>> BEGIN PROVIDED DATA
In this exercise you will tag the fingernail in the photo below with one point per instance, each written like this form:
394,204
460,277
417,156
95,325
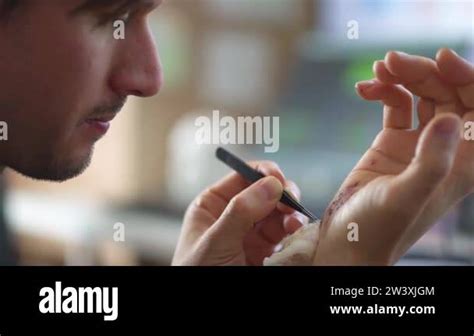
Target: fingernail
454,52
365,85
401,53
447,127
271,188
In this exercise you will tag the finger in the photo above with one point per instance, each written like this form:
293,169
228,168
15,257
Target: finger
398,108
433,160
256,249
294,191
245,209
271,228
459,72
383,75
426,112
465,159
419,75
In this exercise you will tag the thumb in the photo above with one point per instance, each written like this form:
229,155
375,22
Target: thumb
433,160
247,208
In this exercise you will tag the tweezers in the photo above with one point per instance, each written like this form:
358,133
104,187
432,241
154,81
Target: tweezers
253,175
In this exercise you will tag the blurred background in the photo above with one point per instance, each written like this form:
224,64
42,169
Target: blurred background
286,58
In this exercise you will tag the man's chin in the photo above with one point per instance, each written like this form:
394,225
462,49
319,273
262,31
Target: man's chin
56,170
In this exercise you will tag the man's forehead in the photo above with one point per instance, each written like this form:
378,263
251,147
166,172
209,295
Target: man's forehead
93,5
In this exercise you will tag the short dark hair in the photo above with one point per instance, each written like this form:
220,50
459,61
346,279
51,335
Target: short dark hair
7,6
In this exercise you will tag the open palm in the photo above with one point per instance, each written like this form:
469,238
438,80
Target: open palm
409,177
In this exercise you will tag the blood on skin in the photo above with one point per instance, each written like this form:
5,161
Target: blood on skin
341,199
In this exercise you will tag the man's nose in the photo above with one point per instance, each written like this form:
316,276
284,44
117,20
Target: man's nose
138,71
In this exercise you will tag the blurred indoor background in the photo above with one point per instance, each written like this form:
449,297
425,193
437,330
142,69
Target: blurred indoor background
286,58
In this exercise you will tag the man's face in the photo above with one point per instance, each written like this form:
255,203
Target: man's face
63,77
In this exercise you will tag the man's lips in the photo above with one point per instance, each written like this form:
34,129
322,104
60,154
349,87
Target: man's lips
100,124
102,119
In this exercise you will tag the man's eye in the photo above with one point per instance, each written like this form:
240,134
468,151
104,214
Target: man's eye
124,16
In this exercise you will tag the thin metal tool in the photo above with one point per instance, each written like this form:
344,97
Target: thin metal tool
253,175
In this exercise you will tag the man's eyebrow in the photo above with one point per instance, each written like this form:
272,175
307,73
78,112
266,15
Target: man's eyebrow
91,6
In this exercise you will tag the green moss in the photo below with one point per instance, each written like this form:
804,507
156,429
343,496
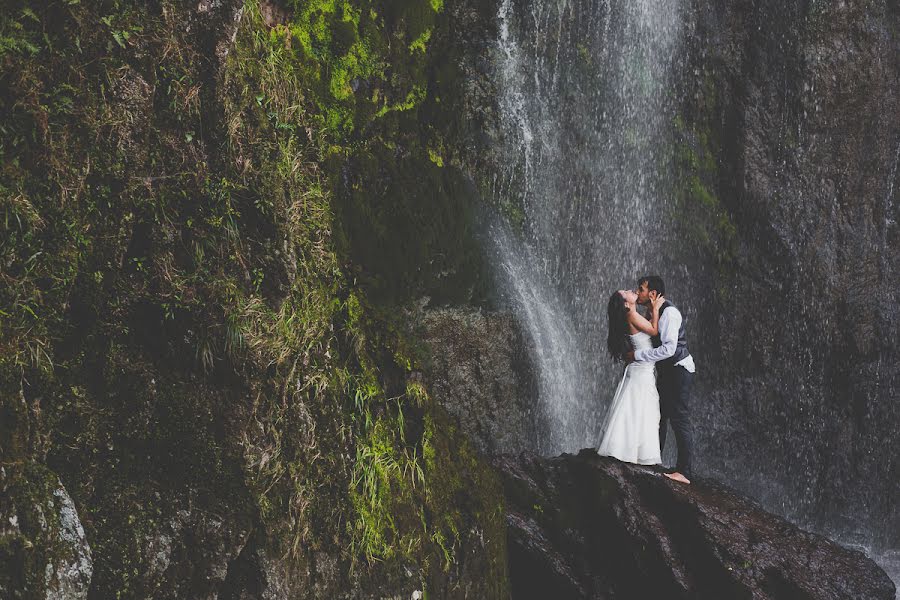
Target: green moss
700,212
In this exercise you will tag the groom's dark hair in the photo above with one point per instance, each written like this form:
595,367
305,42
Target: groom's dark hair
654,282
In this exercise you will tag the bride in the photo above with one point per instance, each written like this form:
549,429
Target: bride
631,430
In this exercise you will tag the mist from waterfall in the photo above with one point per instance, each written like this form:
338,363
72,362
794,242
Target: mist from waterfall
586,110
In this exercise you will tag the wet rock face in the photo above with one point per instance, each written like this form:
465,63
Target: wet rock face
591,527
479,369
795,338
43,546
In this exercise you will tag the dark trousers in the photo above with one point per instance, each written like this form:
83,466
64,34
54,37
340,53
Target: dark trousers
674,386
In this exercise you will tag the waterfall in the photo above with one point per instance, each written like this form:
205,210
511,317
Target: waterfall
586,112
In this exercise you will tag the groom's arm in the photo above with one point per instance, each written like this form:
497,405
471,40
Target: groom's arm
669,323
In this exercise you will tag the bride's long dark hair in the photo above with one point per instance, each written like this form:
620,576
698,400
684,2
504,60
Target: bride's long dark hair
617,339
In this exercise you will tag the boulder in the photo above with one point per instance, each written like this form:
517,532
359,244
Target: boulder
587,526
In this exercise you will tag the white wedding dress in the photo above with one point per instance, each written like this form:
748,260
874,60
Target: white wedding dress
631,431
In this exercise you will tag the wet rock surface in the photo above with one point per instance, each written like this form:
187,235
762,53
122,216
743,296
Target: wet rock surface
592,527
479,368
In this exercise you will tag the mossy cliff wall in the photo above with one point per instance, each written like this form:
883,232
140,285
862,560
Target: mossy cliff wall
209,210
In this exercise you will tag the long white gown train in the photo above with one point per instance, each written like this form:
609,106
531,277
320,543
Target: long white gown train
631,430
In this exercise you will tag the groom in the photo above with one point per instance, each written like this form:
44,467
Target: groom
674,373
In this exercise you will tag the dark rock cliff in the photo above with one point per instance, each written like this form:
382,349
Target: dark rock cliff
788,121
591,527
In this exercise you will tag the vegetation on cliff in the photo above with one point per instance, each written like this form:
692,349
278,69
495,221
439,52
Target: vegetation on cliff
192,321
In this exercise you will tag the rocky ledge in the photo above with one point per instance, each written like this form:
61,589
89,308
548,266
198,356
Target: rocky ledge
586,526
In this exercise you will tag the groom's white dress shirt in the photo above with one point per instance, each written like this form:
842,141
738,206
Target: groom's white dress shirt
669,324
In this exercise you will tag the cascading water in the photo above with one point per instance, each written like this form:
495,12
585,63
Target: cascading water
587,108
586,113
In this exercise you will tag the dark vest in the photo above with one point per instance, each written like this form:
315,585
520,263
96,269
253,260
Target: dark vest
681,351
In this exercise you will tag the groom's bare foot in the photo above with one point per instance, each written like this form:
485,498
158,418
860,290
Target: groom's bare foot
676,476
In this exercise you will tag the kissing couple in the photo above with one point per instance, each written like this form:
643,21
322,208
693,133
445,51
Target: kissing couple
656,387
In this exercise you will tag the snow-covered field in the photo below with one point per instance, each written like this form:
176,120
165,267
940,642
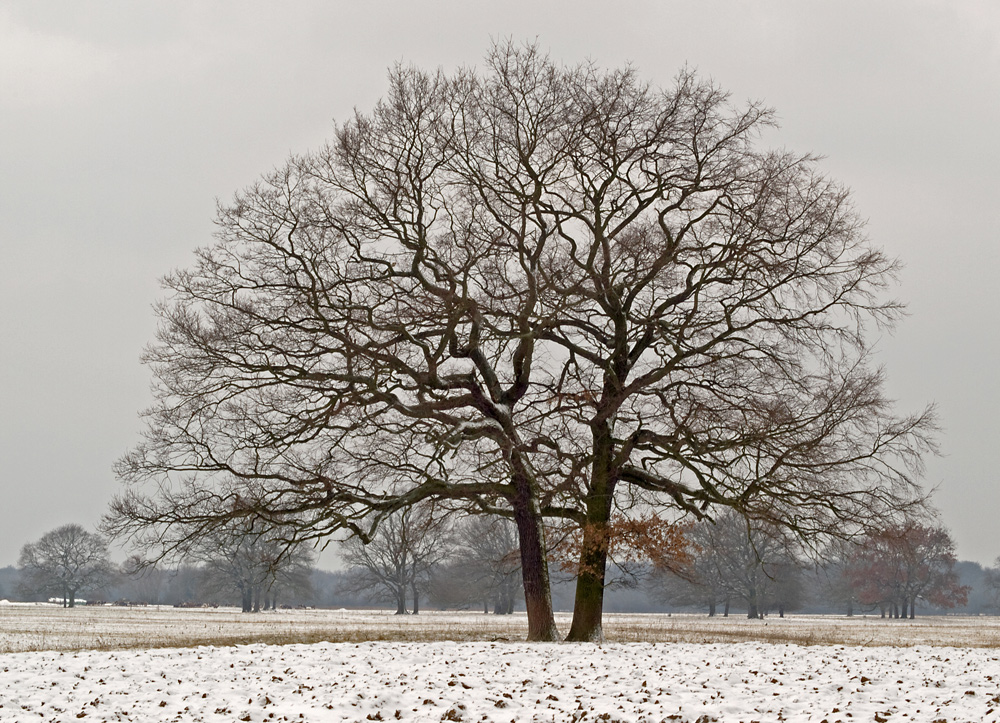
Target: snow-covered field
504,682
489,681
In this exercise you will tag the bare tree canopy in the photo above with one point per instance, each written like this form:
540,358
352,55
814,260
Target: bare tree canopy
66,562
532,290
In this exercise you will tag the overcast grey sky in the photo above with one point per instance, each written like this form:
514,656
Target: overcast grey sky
122,122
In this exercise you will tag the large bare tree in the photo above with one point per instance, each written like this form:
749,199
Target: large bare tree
535,290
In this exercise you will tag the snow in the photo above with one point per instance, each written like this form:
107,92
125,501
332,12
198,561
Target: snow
504,682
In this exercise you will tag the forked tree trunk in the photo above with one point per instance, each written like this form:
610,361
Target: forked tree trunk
534,563
588,606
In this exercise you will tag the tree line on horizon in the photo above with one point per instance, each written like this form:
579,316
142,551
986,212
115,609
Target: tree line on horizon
717,567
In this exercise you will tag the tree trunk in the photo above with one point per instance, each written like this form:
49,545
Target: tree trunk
534,563
588,606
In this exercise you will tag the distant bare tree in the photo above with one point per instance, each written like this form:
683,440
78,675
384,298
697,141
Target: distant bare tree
66,562
395,563
488,562
535,291
255,560
895,567
736,559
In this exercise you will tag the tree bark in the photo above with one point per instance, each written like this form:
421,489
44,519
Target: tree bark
588,606
534,563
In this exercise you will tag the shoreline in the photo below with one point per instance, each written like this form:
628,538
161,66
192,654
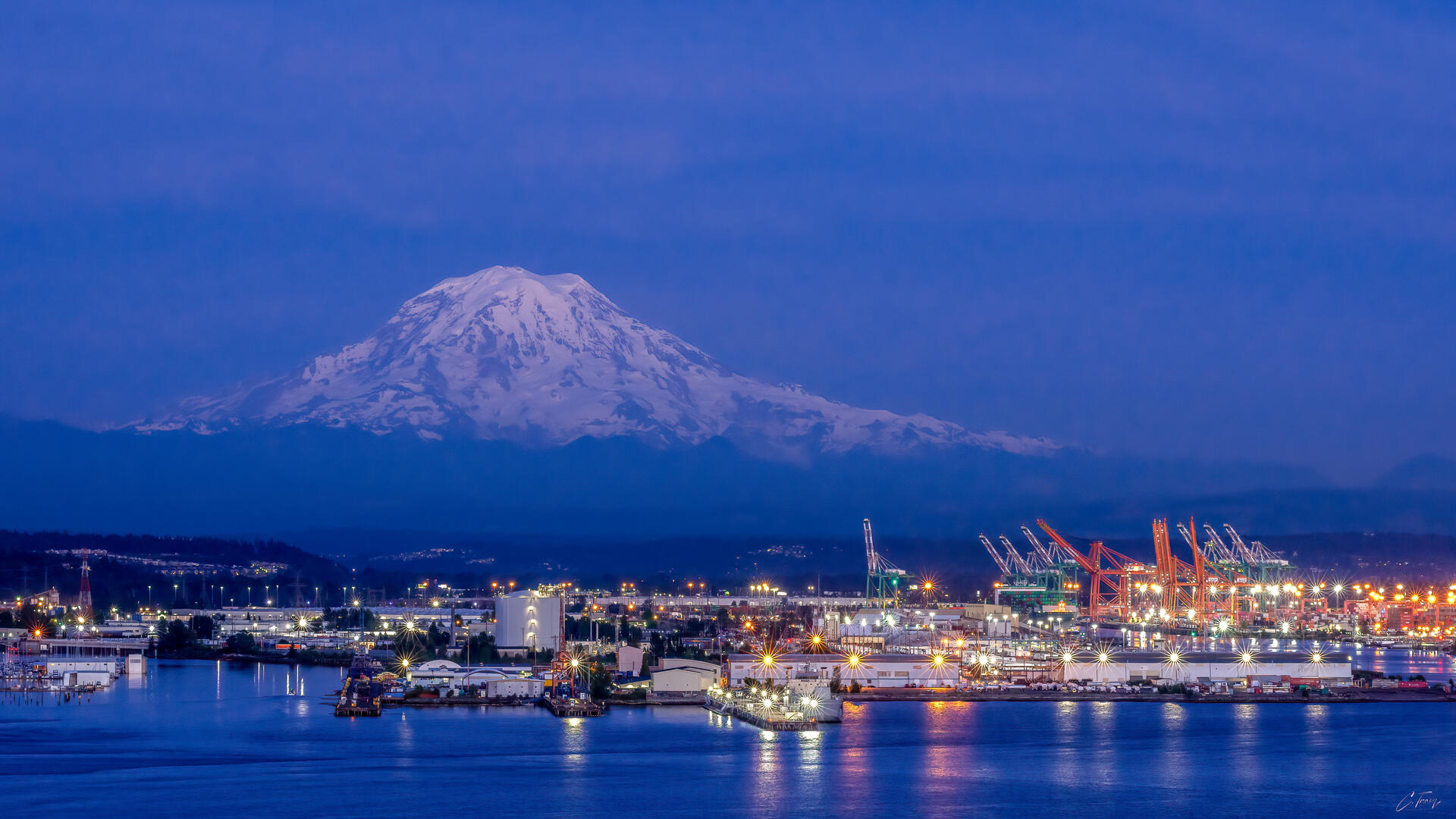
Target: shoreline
1348,695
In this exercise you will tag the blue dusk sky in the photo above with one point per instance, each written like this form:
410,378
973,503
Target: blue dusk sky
1210,231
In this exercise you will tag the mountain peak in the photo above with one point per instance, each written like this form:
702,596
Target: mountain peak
501,279
506,353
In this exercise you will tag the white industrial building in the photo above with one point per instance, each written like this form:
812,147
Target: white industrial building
526,689
1210,667
528,620
685,676
629,661
870,670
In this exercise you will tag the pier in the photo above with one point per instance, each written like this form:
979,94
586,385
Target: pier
571,707
762,710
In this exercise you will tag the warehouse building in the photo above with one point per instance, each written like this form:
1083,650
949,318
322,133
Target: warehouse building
1204,667
870,670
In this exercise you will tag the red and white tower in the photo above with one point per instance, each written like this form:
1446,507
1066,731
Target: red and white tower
83,598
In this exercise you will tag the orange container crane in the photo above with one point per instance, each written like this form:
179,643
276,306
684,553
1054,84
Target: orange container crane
1110,588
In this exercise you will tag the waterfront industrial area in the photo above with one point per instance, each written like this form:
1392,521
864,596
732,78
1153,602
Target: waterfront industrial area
1231,623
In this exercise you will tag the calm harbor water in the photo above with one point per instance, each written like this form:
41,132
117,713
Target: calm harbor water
213,739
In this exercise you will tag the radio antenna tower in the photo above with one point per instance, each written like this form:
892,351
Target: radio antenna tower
83,598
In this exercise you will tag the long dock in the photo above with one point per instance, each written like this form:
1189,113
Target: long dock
571,707
774,719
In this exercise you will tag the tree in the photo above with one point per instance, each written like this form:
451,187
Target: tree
177,635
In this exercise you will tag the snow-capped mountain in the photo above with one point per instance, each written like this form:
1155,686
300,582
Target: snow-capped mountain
545,360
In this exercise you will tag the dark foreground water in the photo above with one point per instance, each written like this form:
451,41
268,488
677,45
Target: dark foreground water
212,739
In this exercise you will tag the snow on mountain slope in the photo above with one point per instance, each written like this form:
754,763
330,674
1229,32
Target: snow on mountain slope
545,360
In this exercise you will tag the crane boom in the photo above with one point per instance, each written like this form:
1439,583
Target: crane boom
1223,551
1015,557
1241,550
1001,561
871,558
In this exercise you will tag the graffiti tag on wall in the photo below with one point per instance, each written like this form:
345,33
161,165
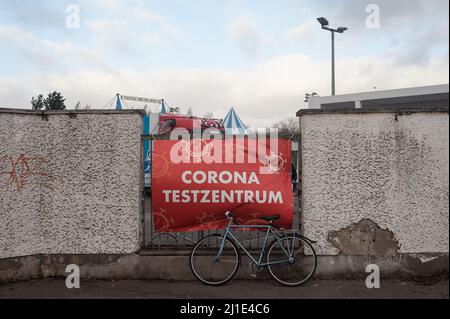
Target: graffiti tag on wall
22,170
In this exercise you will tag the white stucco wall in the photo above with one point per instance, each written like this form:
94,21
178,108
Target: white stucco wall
395,172
70,185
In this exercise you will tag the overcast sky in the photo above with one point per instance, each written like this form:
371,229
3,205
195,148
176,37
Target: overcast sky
260,57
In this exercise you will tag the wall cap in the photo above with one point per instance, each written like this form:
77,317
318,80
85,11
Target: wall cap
69,112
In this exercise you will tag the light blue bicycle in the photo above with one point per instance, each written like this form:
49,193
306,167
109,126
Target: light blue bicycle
290,257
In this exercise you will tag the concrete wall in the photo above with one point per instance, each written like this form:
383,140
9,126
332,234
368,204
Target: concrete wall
70,183
376,183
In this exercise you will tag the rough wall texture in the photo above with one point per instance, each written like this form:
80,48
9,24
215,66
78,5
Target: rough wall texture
70,183
387,168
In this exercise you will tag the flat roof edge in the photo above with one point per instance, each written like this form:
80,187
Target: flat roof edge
372,110
69,112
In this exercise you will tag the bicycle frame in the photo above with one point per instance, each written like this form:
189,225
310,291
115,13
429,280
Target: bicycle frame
259,262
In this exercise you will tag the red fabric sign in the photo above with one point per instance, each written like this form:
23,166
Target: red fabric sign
194,183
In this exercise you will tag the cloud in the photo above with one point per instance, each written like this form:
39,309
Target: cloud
243,31
271,91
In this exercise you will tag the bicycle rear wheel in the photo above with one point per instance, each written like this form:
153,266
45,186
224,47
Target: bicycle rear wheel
210,268
296,268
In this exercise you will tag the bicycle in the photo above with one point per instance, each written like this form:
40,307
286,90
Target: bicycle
290,257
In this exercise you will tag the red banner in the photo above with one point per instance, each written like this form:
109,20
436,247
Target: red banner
195,182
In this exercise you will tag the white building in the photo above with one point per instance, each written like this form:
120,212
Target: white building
415,97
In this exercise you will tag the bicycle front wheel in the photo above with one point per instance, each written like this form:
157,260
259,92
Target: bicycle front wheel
211,268
292,260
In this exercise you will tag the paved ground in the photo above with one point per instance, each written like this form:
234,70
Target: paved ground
55,288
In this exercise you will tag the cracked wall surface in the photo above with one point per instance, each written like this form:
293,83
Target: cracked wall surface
393,170
70,183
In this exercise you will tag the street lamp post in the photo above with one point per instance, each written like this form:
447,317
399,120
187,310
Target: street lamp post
325,26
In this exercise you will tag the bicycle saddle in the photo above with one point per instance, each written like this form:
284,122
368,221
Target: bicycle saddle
270,218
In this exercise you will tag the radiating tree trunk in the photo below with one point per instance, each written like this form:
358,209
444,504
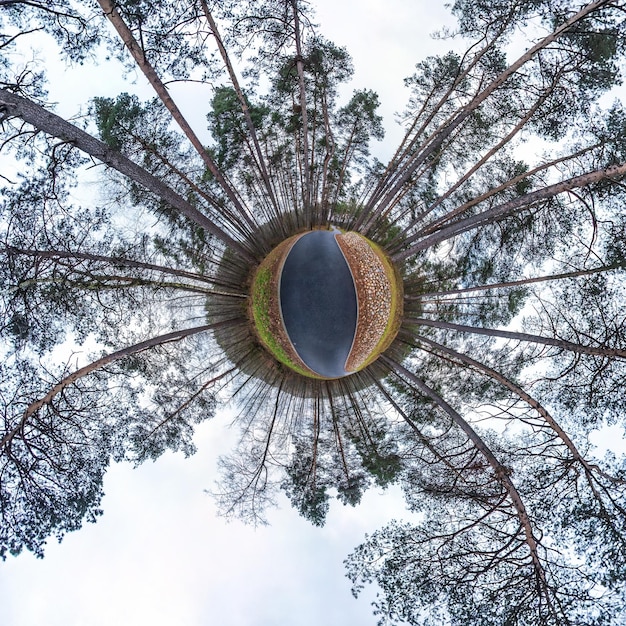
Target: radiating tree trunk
569,346
56,126
98,364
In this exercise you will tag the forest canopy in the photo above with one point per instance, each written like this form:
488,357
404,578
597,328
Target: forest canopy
500,214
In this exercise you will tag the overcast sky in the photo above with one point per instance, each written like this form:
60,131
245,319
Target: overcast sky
160,555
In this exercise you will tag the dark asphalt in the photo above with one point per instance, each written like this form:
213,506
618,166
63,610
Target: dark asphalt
318,303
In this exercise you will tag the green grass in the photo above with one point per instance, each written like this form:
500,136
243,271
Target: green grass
261,298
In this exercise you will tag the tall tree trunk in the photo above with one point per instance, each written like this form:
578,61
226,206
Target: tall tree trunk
244,106
443,133
57,127
113,262
508,208
499,470
34,407
570,346
518,283
149,72
303,111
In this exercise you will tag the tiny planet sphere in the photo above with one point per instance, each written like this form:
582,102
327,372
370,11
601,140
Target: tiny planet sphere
326,303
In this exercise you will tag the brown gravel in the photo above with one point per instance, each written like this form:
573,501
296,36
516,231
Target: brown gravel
373,290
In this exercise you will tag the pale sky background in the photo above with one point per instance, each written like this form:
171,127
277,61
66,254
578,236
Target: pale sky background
160,555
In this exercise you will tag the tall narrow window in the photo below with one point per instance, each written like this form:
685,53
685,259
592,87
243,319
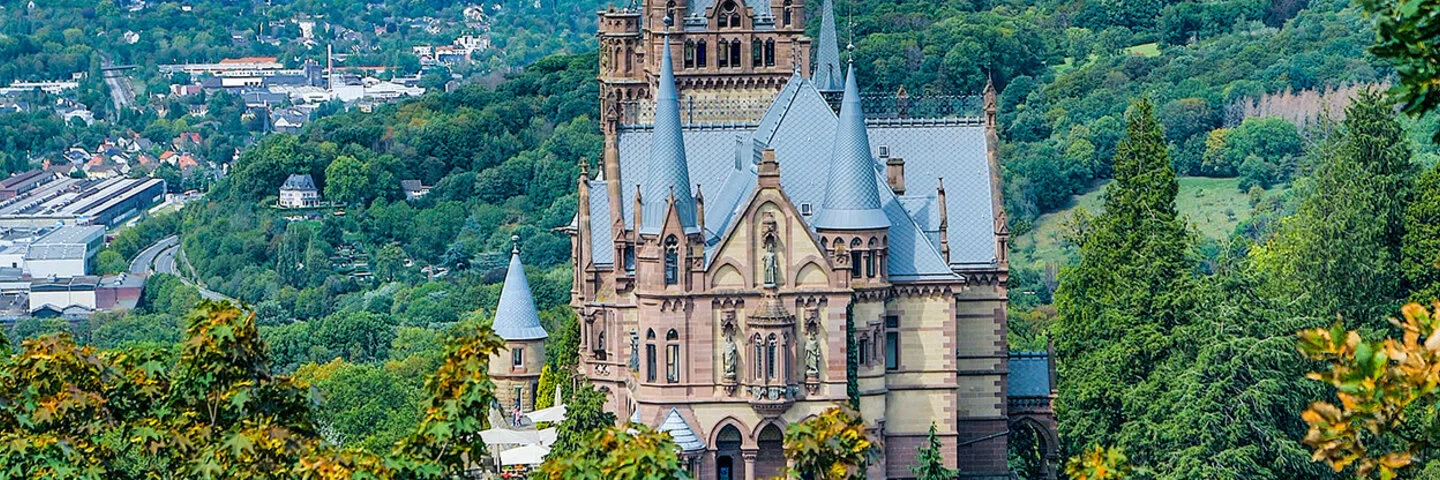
>> END PROVIDED DATA
CHALLENGE
Collect every line in the rows above that contains the string "rocky", and copy each one unchanged.

ANSWER BELOW
In this exercise you will tag the rocky ledge in the photo above with one point per instance, each written like this form:
Target: rocky ledge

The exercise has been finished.